## The problem
Would you return the data exactly as given, except for its pictures?

## Extracted data
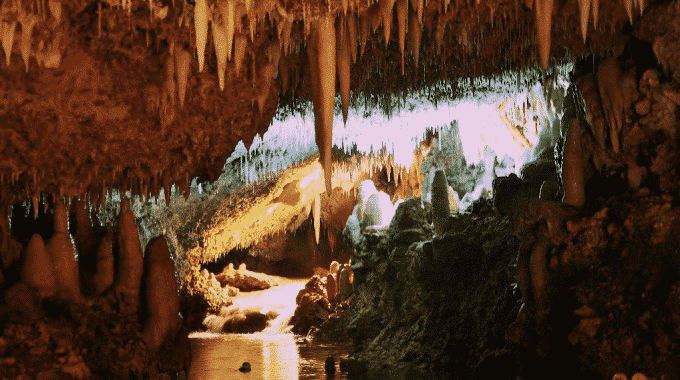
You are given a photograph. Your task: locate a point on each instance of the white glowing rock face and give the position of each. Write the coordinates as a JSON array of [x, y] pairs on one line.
[[379, 211], [104, 274], [201, 25], [62, 254], [162, 298], [440, 201], [36, 269], [366, 189], [129, 263]]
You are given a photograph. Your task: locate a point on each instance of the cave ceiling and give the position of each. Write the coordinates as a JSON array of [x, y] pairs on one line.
[[96, 95]]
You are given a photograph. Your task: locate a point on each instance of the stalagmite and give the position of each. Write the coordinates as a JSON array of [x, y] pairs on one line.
[[343, 67], [402, 14], [544, 26], [83, 235], [227, 11], [574, 167], [201, 25], [28, 21], [7, 29], [440, 202], [182, 62], [316, 209], [584, 7], [326, 99], [363, 20], [386, 9], [162, 300], [629, 9], [331, 290], [220, 40], [63, 257], [240, 43], [415, 33], [104, 273], [129, 261], [352, 31], [36, 269]]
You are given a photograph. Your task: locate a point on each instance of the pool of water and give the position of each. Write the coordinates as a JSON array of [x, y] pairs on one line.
[[271, 357], [273, 354]]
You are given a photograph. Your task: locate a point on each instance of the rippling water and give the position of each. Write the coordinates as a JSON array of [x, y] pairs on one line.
[[273, 353]]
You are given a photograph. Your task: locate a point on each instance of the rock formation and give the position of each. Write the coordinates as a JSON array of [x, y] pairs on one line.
[[162, 299], [62, 255], [37, 270], [129, 261]]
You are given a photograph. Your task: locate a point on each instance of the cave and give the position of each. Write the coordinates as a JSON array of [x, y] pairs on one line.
[[136, 167]]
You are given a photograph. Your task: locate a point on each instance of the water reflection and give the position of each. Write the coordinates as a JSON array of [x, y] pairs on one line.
[[271, 357]]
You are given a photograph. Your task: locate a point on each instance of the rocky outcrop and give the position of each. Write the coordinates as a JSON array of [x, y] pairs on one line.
[[244, 279]]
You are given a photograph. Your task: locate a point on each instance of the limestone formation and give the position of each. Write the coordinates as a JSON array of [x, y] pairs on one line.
[[344, 287], [129, 262], [62, 255], [162, 299], [331, 290], [105, 271], [366, 189], [440, 202], [378, 211], [36, 269]]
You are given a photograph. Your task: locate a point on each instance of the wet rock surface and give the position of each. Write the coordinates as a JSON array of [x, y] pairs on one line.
[[244, 279]]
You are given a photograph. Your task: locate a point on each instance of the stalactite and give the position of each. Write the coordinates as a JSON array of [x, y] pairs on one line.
[[584, 7], [7, 29], [317, 216], [352, 31], [201, 26], [227, 11], [386, 9], [240, 43], [402, 13], [62, 256], [28, 21], [325, 100], [343, 56], [364, 21], [544, 26], [415, 33], [221, 48], [182, 62]]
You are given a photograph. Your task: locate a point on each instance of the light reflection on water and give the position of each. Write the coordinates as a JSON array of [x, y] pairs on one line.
[[272, 354]]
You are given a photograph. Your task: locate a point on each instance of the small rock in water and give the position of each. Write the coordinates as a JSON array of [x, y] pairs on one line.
[[330, 366], [245, 367]]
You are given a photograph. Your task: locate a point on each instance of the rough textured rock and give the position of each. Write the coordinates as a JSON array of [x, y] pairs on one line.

## Solution for this exercise
You are given a photograph. Your task: locate a point on each instance of the white glowing rock face and give the position of each. Write the coordinates as a JSON array of [x, y] pairs on one line.
[[379, 211], [104, 274], [201, 25], [62, 254], [162, 298], [440, 201], [36, 269], [366, 189], [129, 263]]
You are given a photograph. Your task: locate a point on each instance of the cave ceiling and give the position of each. Write the coordinates as a JSON array of [x, y] pairs on one line.
[[96, 95]]
You are given a photograph. Your task: locate a point on each instance of the stalagmite and give the position of each. Write the coordinates as a JSON array of [x, y] pairs on one line.
[[343, 67], [402, 14], [544, 26], [83, 235], [227, 11], [574, 167], [201, 25], [28, 21], [7, 29], [440, 202], [182, 62], [316, 209], [584, 7], [326, 99], [363, 20], [386, 9], [162, 300], [629, 9], [331, 290], [220, 40], [63, 257], [240, 43], [415, 33], [104, 273], [129, 261], [352, 31], [36, 269]]
You are given a photograph. Your task: locate a point on each instance of the pool of water and give the position of each. Write the coordinates as a JSON array of [x, y] pairs on one line.
[[271, 357], [273, 354]]
You are given a photograph. Your task: locate a point on each instance of the rippling water and give the position of each. Write the coordinates as a JSON array of [x, y] pairs on one line.
[[273, 353]]
You are given a photograph. Your task: locate a point on each instance of the rock formation and give the position of each. Write the coordinates as a JSON array of [x, y] pairs on one line.
[[162, 299], [62, 255], [37, 270], [129, 261]]
You are given a photograph. Your task: locate a point on each instance of the cave and give the position of each. Write the coordinates as a JSON array of [x, y] pairs on one line.
[[136, 167]]
You are given a photograph. Your task: locate a point on each instance of the water reflection and give the position of each. Write the coordinates as a JSON array of [x, y] pairs on one line.
[[271, 357]]
You are given a photograph. Your task: locate a point on each instance of the rocky outcrop and give the position of each. Write the coordinates as a JSON array of [x, y] pairs on one line.
[[244, 279]]
You are given a photograph. Your task: locate a point on each instance of the limestone formation and give the position of each. Write the coordinates as a JSON array of [x, y] pairs on one line.
[[344, 287], [129, 262], [62, 255], [162, 299], [331, 290], [105, 271], [366, 189], [440, 202], [378, 211], [36, 269]]
You are given a photograph. Your task: locate a point on each instance of the wet rock surface and give the position of each. Write the coordinates as a JSON array of [x, y] pairs on one line.
[[244, 279]]
You are given a photograph. Your task: locate a point on each instance of the stalactite and give the position of each. Write the coordinates as a JSON array of [x, y] pairs on one line.
[[584, 7], [7, 29], [317, 216], [352, 31], [201, 26], [227, 11], [386, 9], [240, 43], [402, 13], [62, 256], [28, 21], [325, 100], [343, 56], [364, 21], [544, 26], [415, 33], [221, 48], [182, 62]]
You are given a photograph. Your task: locate a point on each instance of the light reflection on water and give the position of each. Write the coordinates as a JSON array of [x, y] pairs on one line.
[[272, 354]]
You are given a photograph. Your task: locate a point on each instance of the small rock in water and give the position of each. Write the coordinates as a JSON array of [x, y] pairs on one line.
[[330, 366], [245, 367]]
You are given a photograph. Your task: locate a point on each instance of the rough textured rock and give the position of each. Write the coordinates as a JSON array of [x, y] pairs on one line.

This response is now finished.